TEXT PROVIDED |
BEGIN

Investigators have also said they have recovered a suicide note left by Ariel Castro that hinted at his motives.
‘‘We have confirmation that they were bound, and there were chains and ropes in the home,’’ said Michael McGrath, the Cleveland police chief.
Brothers Pedro and Onil are not being charged with crimes related to the kidnapping at this time, said Cleveland City prosecutor Victor Perez.
‘‘There is nothing that leads us to believe that they were involved or had any knowledge of this,’’ deputy city police chief Ed Tomba said of the brothers.
The fourth count of kidnapping related to the six-year old daughter of Amanda Berry.
Castro waived his rights and provided a detailed statement.
Investigators found a ‘‘suicide note’’ written by Castro, law enforcement sources told 19 Action News. In the note, apparently written several years ago outlining what he did and why, Castro apparently writes about needing help for sex addiction and blames his victims for getting into a car with him. The note also refers to family problems and a poor childhood.

END

MATERIAL SUPPLIED |
BEGIN

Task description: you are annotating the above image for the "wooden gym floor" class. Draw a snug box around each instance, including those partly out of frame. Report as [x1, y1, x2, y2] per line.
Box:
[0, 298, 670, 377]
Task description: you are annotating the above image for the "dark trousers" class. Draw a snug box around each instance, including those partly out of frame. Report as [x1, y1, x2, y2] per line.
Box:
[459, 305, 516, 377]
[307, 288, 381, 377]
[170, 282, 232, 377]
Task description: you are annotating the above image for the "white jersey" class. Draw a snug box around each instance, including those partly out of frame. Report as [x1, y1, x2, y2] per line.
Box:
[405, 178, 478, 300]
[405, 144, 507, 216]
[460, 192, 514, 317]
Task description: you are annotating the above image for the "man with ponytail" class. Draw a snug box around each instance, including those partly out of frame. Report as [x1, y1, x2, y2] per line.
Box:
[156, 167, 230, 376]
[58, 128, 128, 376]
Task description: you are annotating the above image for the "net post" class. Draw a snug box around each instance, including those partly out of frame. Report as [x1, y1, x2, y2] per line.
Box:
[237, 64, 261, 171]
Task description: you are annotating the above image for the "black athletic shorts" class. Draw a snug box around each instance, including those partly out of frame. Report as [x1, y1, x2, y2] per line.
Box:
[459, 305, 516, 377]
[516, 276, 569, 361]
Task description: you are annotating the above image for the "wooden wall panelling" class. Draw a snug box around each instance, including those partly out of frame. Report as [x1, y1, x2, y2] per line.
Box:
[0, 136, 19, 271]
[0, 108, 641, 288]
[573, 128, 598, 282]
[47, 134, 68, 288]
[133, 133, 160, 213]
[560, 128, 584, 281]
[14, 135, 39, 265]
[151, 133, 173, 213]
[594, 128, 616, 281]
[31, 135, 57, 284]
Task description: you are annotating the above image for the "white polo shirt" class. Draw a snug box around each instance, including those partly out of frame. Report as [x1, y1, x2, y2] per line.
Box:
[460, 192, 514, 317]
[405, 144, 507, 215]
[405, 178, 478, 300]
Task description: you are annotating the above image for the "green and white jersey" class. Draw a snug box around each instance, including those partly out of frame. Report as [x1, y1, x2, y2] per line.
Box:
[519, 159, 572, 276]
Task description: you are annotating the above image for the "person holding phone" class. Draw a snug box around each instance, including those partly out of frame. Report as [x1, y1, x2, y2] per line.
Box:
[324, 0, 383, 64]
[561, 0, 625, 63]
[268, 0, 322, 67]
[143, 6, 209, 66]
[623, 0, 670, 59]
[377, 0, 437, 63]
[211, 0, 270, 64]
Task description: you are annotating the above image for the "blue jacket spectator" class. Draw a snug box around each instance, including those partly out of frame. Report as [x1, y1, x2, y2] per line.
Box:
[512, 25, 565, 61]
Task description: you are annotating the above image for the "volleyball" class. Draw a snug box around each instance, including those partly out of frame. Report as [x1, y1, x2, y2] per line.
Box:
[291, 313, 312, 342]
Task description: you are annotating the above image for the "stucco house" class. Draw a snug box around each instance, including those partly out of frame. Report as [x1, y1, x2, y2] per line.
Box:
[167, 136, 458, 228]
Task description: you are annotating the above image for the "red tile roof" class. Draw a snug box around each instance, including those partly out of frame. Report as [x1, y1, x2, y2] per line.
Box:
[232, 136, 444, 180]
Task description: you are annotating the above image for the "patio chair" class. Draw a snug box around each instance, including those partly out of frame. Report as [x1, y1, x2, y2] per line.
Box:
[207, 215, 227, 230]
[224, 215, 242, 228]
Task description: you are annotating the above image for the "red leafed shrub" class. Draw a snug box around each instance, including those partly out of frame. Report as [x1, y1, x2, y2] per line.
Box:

END

CHECK YOUR UNDERSTANDING |
1) In the news excerpt about the Cleveland kidnapping case, who is named as the Cleveland police chief?
2) Proceed with the news excerpt about the Cleveland kidnapping case, picking up after its final sentence.
The records are separate from the text and have nothing to do with it.

LIST OF ANSWERS |
1) Michael McGrath

2)
Investigators said the three young women were kept separately from each other but knew each other were present.
Authorities would make no comment on the suicide note. Two hundred items were recovered from the Seymour Avenue home, they said.
Police also said their investigation suggested that the girls were only outside the home on two occasions and there was no evidence of them being seen outside in the backyard, contrary to earlier media reports.
They were kept in a dungeon with chains. It was a sexual torture chamber run by this guy acting out his sick fantasies.
Khalid Samad, a former assistant safety director for the city who saw the three women, Berry, Michelle Knight, and Gina DeJesus, at hospital on Monday night, said: ‘‘They were kept in a dungeon with chains. It was a sexual torture chamber run by this guy acting out his sick fantasies.’’
Mr Samad, who became close to the families of the missing girls during the searches for them, said that law enforcement officials told him that at times the women became pregnant but that they lost their unborn babies after beatings.
‘‘They are extremely traumatised and they are slowly talking to investigators about what they went through, but nobody is rushing them at this stage. They are trying to reconnect the dots in their lives.’’
Local media revealed that suspect Ariel Castro would use psychological games to "train" the girls by pretending to leave the house, only to return unexpectedly and beat them if he found his victims trying to free themselves.
As the dark details of the Castro house come into focus, court documents have revealed that one of Ariel's daughters is serving time in an Indiana prison for attempted murder after she slashed her baby's throat four times with a knife.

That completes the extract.